*Article*:
* Start *
Electron Beam-Specimen Interactions and Simulation Methods in Microscopy

By Budhika G. Mendis

A detailed presentation of the physics of electron beam-specimen interactions

Electron microscopy is one of the most widely used characterisation techniques in materials science, physics, chemistry, and the life sciences. This book examines the interactions between the electron beam and the specimen, the fundamental starting point for all electron microscopy. Detailed explanations are provided to help reinforce understanding, and new topics at the forefront of current research are presented. It provides readers with a deeper knowledge of the subject, particularly if they intend to simulate electron beam-specimen interactions as part of their research projects. The book covers the vast majority of commonly used electron microscopy techniques. Some of the more advanced topics (annular bright field and dopant atom imaging, atomic resolution chemical analysis, band gap measurements) provide additional value, especially for readers who have access to advanced instrumentation, such as aberration-corrected and monochromated microscopes.
* End *
*What you will do*:
(1) In the book description on electron beam-specimen interactions, which two kinds of microscopes are given as examples of advanced instrumentation?
(2) Extend the book description on electron beam-specimen interactions, picking up right after its final sentence.

*Excerpted records*:
* Start *
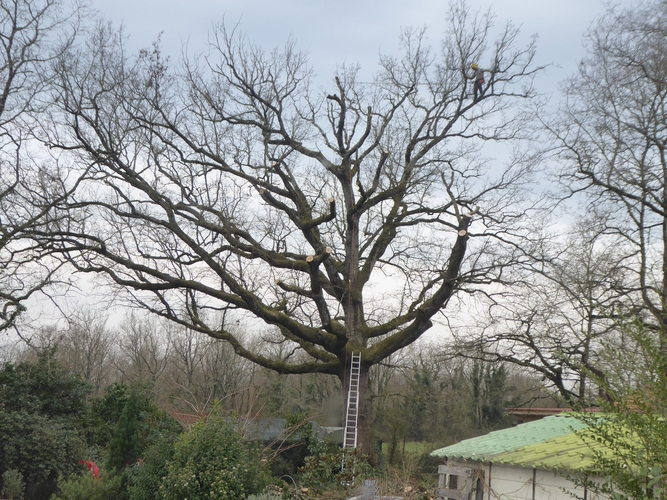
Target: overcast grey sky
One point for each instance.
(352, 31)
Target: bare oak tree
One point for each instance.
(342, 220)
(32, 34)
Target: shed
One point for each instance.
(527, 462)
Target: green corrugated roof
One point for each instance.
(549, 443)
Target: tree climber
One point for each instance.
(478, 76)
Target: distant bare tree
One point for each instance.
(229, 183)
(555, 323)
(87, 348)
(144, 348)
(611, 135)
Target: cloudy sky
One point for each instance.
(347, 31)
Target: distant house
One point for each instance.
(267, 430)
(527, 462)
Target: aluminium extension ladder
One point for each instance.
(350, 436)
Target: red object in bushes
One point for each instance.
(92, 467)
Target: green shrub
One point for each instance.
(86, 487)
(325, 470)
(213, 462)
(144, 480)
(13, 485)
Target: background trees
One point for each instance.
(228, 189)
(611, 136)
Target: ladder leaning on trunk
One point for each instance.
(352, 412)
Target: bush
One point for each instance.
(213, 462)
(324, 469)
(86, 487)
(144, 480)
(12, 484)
* End *
* Start *
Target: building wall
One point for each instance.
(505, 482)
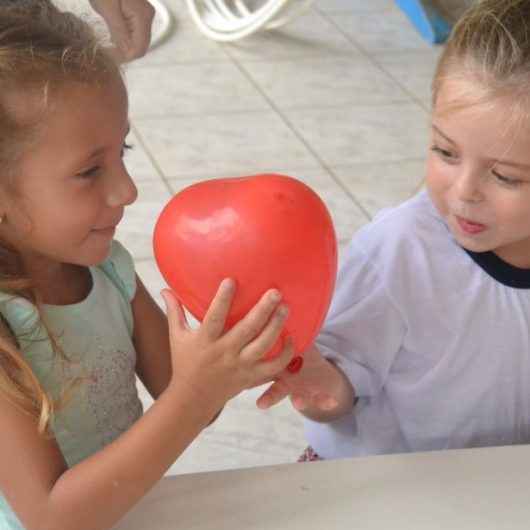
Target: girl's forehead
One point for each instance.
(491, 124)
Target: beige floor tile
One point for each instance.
* End *
*Answers provided*:
(1) Aberration-corrected and monochromated microscopes.

(2)
Electron Beam-Specimen Interactions and Simulation Methods in Microscopy offers enlightening coverage of: the Monte-Carlo Method; Multislice Simulations; Bloch Waves in Conventional and Analytical Transmission Electron Microscopy; Bloch Waves in Scanning Transmission Electron Microscopy; Low Energy Loss and Core Loss EELS. It also supplements each chapter with clear diagrams and provides appendices at the end of the book to assist with the pre-requisites.

• A detailed presentation of the physics of electron beam-specimen interactions
• Each chapter first discusses the background physics before moving onto simulation methods
• Uses computer programs to simulate electron beam-specimen interactions (presented in the form of case studies)
• Includes hot topics brought to light due to advances in instrumentation (particularly aberration-corrected and monochromated microscopes)

Electron Beam-Specimen Interactions and Simulation Methods in Microscopy benefits students undertaking higher education degrees, practicing electron microscopists who wish to learn more about their subject, and researchers who wish to obtain a deeper understanding of the subject matter for their own work.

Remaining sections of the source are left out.